TASK INPUT:

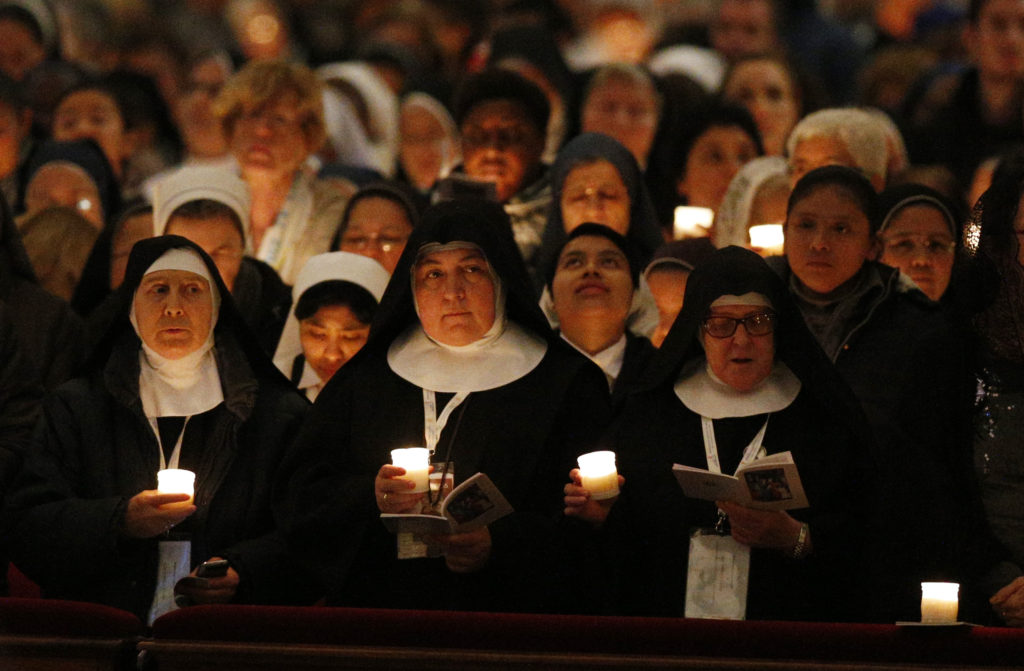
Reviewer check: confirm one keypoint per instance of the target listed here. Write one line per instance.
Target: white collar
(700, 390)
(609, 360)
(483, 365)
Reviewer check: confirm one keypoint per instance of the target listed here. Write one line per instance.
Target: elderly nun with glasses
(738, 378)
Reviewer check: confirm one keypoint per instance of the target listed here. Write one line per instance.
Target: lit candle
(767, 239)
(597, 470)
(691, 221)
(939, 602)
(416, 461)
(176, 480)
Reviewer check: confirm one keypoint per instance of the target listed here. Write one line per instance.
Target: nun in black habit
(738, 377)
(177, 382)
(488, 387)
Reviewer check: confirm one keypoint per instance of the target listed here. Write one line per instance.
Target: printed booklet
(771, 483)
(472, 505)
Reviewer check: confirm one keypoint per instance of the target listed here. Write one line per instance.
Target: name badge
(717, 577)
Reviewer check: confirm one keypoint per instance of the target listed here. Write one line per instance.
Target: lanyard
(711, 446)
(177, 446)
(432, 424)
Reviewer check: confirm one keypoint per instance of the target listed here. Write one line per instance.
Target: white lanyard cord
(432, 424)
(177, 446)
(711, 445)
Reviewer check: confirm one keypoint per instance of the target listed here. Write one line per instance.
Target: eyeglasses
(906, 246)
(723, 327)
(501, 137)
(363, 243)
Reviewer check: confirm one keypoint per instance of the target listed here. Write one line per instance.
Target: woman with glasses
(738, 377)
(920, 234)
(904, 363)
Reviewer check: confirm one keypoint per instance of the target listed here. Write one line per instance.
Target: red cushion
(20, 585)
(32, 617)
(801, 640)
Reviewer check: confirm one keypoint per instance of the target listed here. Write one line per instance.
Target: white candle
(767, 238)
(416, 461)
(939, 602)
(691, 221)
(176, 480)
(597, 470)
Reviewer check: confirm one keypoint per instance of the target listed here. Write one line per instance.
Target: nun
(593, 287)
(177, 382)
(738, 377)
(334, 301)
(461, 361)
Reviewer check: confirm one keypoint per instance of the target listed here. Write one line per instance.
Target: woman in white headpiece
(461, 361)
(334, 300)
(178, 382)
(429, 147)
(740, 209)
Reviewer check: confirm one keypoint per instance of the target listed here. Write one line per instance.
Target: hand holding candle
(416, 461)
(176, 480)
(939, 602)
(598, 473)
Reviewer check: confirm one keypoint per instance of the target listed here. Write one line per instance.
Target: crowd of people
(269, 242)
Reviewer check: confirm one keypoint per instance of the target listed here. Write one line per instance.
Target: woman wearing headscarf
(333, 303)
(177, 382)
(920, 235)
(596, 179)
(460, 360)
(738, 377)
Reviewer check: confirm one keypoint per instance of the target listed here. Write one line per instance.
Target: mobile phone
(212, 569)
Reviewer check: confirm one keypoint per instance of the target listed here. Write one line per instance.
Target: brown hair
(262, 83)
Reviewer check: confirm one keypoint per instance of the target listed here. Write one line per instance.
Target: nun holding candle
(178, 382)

EXERCISE BRIEF: Restate every record exactly, please; do not copy the pictures.

FINAL RESULT:
Reviewer check: confirm one keypoint per instance of the target listed here. Write one line per instance.
Target: white collar
(700, 390)
(609, 360)
(483, 365)
Reviewer check: confirm one keypoint per instance of the target listed here. Write one line per instance.
Target: elderly nun with glasses
(738, 378)
Reviewer check: confirm one keypoint per instance of the target listed here. Write one line per instance.
Target: lit candle
(767, 239)
(597, 470)
(691, 221)
(939, 602)
(416, 461)
(176, 480)
Reviewer check: confirm one keypoint per instance of the target listed here. Write one line per instance.
Target: nun in black habit
(738, 377)
(177, 382)
(488, 387)
Reviewer check: confirm one keypoint per instance of the target listed here. Write one line per instance.
Target: printed booklet
(771, 483)
(472, 505)
Reviewer check: confirm one keypoint per instance of the target listed here. Write one line per instance.
Target: name badge
(717, 577)
Reviewer check: confirm one keypoint per instance of the target listed here. Write one line per instance.
Target: lanyard
(711, 446)
(177, 446)
(432, 424)
Reviewer check: confirm one keypoint per instance of the target listed here. Write one line per instance.
Target: white lanyard cord
(432, 424)
(177, 446)
(711, 445)
Reviewer check: confirm one keypoint per instance of the target listed here. Write one line per instance.
Target: eyeglasses
(906, 246)
(723, 327)
(501, 137)
(363, 243)
Reviewer check: confirm one keypoint per instance of the target listed here. Write one line per instance.
Target: woman with glasses
(738, 377)
(920, 234)
(904, 363)
Reviewer check: confirm one keypoint per instance of the target listed here. Write one line per instance.
Target: red cushion
(20, 585)
(32, 617)
(801, 640)
Reviewer check: confirm one keypoint per instance of the target listed here. Write one line per instance.
Target: white candle
(767, 238)
(416, 461)
(939, 602)
(691, 221)
(176, 480)
(597, 470)
Reviewer check: confirm one keypoint per instance of the target listed here. Write one line per instance.
Target: nun
(593, 287)
(177, 382)
(738, 377)
(334, 301)
(461, 361)
Reviewer check: confirm one keypoint per instance of the target listed here. Write one line per instance.
Target: woman in white headpiece
(461, 361)
(334, 300)
(178, 382)
(429, 147)
(740, 209)
Reviewer check: confirm one keypoint per instance of the target listed here. Write one line per instance.
Target: hand holding candle
(416, 461)
(176, 480)
(939, 602)
(598, 473)
Reviewer check: confirm one keypoint per instance of the target listed here. Write one line per instance.
Target: crowd of people
(269, 242)
Reviewer check: confirm one keypoint per instance of the target listed here. Write one line per instance.
Target: woman wearing headscarf
(333, 303)
(177, 382)
(920, 235)
(596, 179)
(460, 360)
(738, 377)
Reviewer check: confirm one keypoint per instance of the target listed here. Write one line per instance.
Target: mobile phone
(212, 569)
Reviewer check: confirm one keypoint per instance of the target listed here. Write one line per instance.
Target: brown hair
(262, 83)
Reviewer check: confirm one keypoint per instance of the target listed here. Write one line per instance.
Target: nun holding candle
(178, 382)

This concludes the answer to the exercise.